● **Desafios**
• 1. Atualize o texto sobre o Cerrado: reescreva-o de "Os senadores Jorge" até "do Meio Ambiente).", substituindo "cinco décadas" por "meio século".
• 2. No texto sobre o Cerrado, quantos hectares do bioma já haviam sido desmatados até 2008?
• 3. Diga se cada afirmação concorda com o texto sobre o Cerrado, respondendo sim ou não e citando as palavras decisivas do texto.
(a) A PEC do Cerrado tramita na Câmara dos Deputados desde 1995.
(b) Segundo Espírito Santo, a Mata Atlântica levou 50 anos para chegar a um remanescente de 7% a 8% do bioma.
(c) O Cerrado responde por mais de 70% da vazão gerada nas bacias do Araguaia/Tocantins, São Francisco e Paraná/Paraguai.

A ideia de criação de uma lei específica para o Cerrado ganhou força na audiência pública da Comissão de Meio Ambiente, Defesa do Consumidor e Fiscalização e Controle (CMA) nesta terça-feira (10). Parlamentares e especialistas convidados ao debate defenderam uma legislação para esse bioma que é segundo maior do país, depois da Amazônia. Eles também pediram a aprovação da Proposta de Emenda à Constituição (PEC) do Cerrado, que tramita na Câmara dos Deputados desde 1995.
Para o senador Rodrigo Rollemberg (PSB/DF), o Cerrado, que compreende 10estados e o Distrito Federal, merece atenção especial por causa do processo de devastação, pois até 2008 cerca de 97,6 milhões de hectares já haviam sido desmatados. Isso significa que 47,9% de sua cobertura original já havia sido removida até 2008.
Juntamente com outros membros da CMA, Rollemberg analisa a possibilidade de apresentação de projeto de lei para proteger o Cerrado e orientar seu uso sustentável, iniciativa que está em consonância com o novo Código Florestal aprovado pelos senadores. O texto definiu a complementação de legislação para cada bioma. "Além de possuir uma vegetação altamente heterogênea, a região abrangida pelo Cerrado é o berço de grandes bacias hidrográficas que abastecem milhões de habitantes. O bioma é responsável por mais de 70% da vazão gerada nas bacias do Araguaia/Tocantins, São Francisco e Paraná/Paraguai”, justificou o senador do DF.
Os senadores Jorge Viana (PT/AC) e Sérgio Souza (PMDB/PR) também sustentaram a proposta de legislação própria para o Cerrado. Um dos convidados da audiência pública, César Victor do Espírito Santo, superintendente-executivo da Fundação Pró-Natureza (Funatura), lembrou que o Cerrado vem sofrendo rápida transformação nos últimos 50 anos. De acordo com ele, a Mata Atlântica demorou 500 anos para chegar hoje a um remanescente de 7% a 8% do bioma, enquanto o Cerrado, em apenas cinco décadas, já alterou 50% da sua área (dados do Ministério do Meio Ambiente).
Espírito Santo foi enfático ao defender a PEC do Cerrado e também uma futura lei do bioma."Na construção dessa lei devemos dar oportunidade aos diversos segmentos da sociedade de opinarem, com o foco realmente na conservação, no uso sustentável e no desenvolvimento sustentável do nosso bioma”, disse. Para reorganizar a utilização do bioma, o especialista propôs que o Zoneamento Ecológico Econômico (ZEE) seja uma realidade.

● **Dados registrados**
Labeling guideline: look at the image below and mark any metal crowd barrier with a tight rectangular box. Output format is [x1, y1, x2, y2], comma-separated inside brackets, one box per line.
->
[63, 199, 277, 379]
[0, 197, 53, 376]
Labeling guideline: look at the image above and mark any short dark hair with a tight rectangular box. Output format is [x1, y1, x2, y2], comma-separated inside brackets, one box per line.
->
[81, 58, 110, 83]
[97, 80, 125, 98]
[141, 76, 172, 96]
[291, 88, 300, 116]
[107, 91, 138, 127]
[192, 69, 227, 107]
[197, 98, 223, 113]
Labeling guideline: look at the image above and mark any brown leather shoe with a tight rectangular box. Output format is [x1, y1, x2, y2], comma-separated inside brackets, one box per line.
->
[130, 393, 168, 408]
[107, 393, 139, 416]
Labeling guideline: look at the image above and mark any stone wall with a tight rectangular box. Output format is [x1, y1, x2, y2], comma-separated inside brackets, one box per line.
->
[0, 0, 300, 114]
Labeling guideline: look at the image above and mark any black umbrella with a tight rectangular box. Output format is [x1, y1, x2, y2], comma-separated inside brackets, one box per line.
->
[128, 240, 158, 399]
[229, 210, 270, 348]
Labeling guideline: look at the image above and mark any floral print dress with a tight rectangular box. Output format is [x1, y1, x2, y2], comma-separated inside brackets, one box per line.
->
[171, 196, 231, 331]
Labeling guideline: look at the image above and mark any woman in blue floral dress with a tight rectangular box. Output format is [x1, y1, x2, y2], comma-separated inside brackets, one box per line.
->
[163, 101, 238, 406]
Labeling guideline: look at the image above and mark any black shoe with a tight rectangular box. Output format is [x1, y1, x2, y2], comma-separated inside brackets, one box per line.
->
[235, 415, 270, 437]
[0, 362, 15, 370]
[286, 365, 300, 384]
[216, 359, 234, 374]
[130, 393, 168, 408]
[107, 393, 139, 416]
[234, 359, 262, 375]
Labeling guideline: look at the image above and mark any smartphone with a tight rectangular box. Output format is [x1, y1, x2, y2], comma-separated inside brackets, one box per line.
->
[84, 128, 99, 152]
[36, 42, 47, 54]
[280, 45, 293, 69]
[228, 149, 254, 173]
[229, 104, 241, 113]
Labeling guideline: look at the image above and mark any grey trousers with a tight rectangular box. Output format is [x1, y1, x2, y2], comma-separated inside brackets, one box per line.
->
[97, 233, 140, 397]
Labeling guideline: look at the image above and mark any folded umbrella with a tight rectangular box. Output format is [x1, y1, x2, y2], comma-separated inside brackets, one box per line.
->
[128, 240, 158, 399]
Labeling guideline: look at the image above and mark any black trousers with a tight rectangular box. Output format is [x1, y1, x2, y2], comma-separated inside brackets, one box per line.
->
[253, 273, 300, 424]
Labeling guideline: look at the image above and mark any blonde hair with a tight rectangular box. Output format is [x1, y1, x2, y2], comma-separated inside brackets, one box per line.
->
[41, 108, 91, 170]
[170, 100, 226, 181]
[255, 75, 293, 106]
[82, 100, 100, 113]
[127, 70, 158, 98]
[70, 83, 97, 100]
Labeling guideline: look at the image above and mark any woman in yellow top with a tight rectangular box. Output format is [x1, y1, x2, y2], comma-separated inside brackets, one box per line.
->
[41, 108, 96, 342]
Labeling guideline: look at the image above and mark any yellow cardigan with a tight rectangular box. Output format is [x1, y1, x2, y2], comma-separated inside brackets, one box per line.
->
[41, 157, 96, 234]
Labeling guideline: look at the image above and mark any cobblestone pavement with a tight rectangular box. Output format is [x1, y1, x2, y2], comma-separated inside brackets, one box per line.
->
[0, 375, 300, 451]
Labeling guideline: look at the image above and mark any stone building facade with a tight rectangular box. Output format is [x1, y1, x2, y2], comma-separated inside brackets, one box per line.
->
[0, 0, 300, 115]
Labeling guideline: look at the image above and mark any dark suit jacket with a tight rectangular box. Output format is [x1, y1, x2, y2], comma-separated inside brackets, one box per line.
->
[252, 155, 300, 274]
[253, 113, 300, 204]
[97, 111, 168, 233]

● **Resultados esperados**
• 1.
Os senadores Jorge Viana (PT/AC) e Sérgio Souza (PMDB/PR) também sustentaram a proposta de legislação própria para o Cerrado. Um dos convidados da audiência pública, César Victor do Espírito Santo, superintendente-executivo da Fundação Pró-Natureza (Funatura), lembrou que o Cerrado vem sofrendo rápida transformação nos últimos 50 anos. De acordo com ele, a Mata Atlântica demorou 500 anos para chegar hoje a um remanescente de 7% a 8% do bioma, enquanto o Cerrado, em apenas meio século, já alterou 50% da sua área (dados do Ministério do Meio Ambiente).

• 2. Cerca de 97,6 milhões de hectares.

• 3.
(a) Sim: "que tramita na Câmara dos Deputados desde 1995".
(b) Não: "a Mata Atlântica demorou 500 anos para chegar hoje a um remanescente de 7% a 8% do bioma".
(c) Sim: "O bioma é responsável por mais de 70% da vazão gerada nas bacias do Araguaia/Tocantins, São Francisco e Paraná/Paraguai".